─── Given data
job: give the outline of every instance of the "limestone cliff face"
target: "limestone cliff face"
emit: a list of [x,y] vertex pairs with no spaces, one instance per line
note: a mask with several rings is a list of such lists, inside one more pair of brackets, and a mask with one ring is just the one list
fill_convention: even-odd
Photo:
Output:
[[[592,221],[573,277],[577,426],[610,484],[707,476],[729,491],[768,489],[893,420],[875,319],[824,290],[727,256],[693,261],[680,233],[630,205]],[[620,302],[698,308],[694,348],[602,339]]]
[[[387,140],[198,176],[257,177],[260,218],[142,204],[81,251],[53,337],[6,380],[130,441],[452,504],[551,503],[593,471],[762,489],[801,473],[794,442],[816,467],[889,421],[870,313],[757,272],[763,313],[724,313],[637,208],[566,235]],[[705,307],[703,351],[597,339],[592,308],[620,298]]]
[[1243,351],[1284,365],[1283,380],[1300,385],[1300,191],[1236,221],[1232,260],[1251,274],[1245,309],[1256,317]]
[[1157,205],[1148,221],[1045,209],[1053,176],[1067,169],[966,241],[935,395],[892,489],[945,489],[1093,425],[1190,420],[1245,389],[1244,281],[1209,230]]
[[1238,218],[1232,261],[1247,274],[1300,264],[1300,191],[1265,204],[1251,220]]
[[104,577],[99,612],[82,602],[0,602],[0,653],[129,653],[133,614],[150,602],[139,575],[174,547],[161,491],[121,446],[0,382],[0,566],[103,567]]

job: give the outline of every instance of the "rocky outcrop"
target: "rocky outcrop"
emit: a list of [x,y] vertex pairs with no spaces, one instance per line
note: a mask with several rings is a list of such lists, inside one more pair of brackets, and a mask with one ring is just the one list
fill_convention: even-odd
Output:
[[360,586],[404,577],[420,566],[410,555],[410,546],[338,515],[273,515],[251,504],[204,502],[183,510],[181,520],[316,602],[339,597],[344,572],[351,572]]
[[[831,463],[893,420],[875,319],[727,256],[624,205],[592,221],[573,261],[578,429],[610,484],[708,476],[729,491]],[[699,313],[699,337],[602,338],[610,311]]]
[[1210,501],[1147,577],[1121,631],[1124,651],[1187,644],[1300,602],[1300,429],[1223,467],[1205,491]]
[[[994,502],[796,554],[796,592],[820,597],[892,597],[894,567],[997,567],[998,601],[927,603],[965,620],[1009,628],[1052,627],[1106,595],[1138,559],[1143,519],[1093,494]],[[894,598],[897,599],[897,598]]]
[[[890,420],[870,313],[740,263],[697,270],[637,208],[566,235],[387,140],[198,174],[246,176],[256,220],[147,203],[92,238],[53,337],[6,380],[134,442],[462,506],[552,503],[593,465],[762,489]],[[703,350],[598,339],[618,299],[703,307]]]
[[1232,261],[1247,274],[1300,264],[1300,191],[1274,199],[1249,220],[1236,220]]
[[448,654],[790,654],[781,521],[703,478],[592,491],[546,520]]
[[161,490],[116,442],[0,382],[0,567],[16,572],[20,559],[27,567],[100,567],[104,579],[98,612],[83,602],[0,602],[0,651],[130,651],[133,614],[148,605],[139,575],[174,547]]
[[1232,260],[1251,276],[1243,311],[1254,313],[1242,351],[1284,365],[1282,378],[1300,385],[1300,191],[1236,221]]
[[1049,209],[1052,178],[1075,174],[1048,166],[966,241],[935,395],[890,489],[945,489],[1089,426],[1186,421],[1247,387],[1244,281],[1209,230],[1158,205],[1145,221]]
──────
Copy out each record from above, exactly.

job: give the outline of every instance of the "limestone cliff face"
target: "limestone cliff face"
emit: a list of [x,y] vertex pairs with no spaces, one instance per line
note: a mask with several rings is a list of such lists, inside one more pair of brackets, and a mask with one ring is just the one list
fill_convention: even-odd
Photo:
Output:
[[[592,221],[573,277],[577,426],[610,484],[707,476],[729,491],[768,489],[893,420],[875,319],[824,290],[727,256],[693,261],[680,233],[630,205]],[[620,302],[698,308],[694,348],[602,339]]]
[[[387,140],[198,176],[257,177],[260,218],[142,204],[81,251],[53,337],[6,380],[130,441],[452,504],[551,503],[593,471],[762,489],[801,473],[794,442],[816,467],[889,421],[870,313],[757,272],[763,313],[724,313],[637,208],[566,235]],[[705,307],[703,351],[597,339],[592,308],[620,298]]]
[[1243,351],[1284,365],[1283,380],[1300,385],[1300,191],[1236,221],[1232,260],[1251,274],[1245,309],[1256,317]]
[[1157,205],[1148,221],[1045,209],[1053,176],[1067,169],[966,241],[935,395],[892,489],[945,489],[1093,425],[1190,420],[1245,389],[1244,281],[1209,230]]
[[1238,218],[1232,261],[1247,274],[1300,264],[1300,191],[1265,204],[1251,220]]
[[104,577],[99,612],[82,602],[0,602],[0,653],[129,653],[133,614],[150,602],[139,575],[174,547],[161,491],[121,446],[0,382],[0,566],[103,567]]

job: give the outline of every instance of the "rocky outcrop"
target: "rocky outcrop"
emit: a list of [x,y] vertex pairs with no spaces, one instance per line
note: a mask with several rings is a list of such lists, inside one more pair of brackets, and a mask with one ring is just the one list
fill_convention: even-odd
Output:
[[360,586],[404,577],[420,566],[410,555],[410,546],[338,515],[273,515],[251,504],[204,502],[183,510],[181,520],[316,602],[339,597],[344,572],[351,572]]
[[[831,463],[893,420],[875,319],[727,256],[624,205],[592,221],[573,261],[578,429],[610,484],[708,476],[729,491]],[[699,313],[699,337],[602,338],[610,311]]]
[[1210,501],[1147,577],[1121,631],[1124,651],[1187,644],[1300,602],[1300,429],[1223,467],[1205,491]]
[[[994,502],[796,554],[796,592],[820,597],[892,597],[894,567],[997,567],[998,601],[927,603],[965,620],[1009,628],[1052,627],[1106,595],[1138,559],[1143,519],[1093,494]],[[894,598],[897,599],[897,598]]]
[[[890,420],[870,313],[740,263],[697,270],[637,208],[566,235],[387,140],[198,174],[246,176],[256,220],[147,203],[92,238],[53,337],[6,380],[134,442],[462,506],[552,503],[593,465],[762,489]],[[703,350],[598,339],[618,299],[703,307]]]
[[1232,261],[1247,274],[1300,264],[1300,191],[1274,199],[1249,220],[1236,220]]
[[448,654],[790,654],[781,521],[703,478],[592,491],[546,520]]
[[161,490],[116,442],[0,382],[0,567],[16,572],[20,559],[27,567],[100,567],[104,579],[98,612],[83,602],[0,602],[0,651],[130,651],[133,614],[148,605],[139,575],[174,547]]
[[1232,260],[1251,276],[1243,311],[1254,313],[1242,351],[1284,365],[1282,378],[1300,385],[1300,191],[1236,221]]
[[1049,209],[1052,178],[1075,174],[1048,166],[966,241],[935,395],[890,489],[945,489],[1089,426],[1186,421],[1247,387],[1244,281],[1209,230],[1158,205],[1145,221]]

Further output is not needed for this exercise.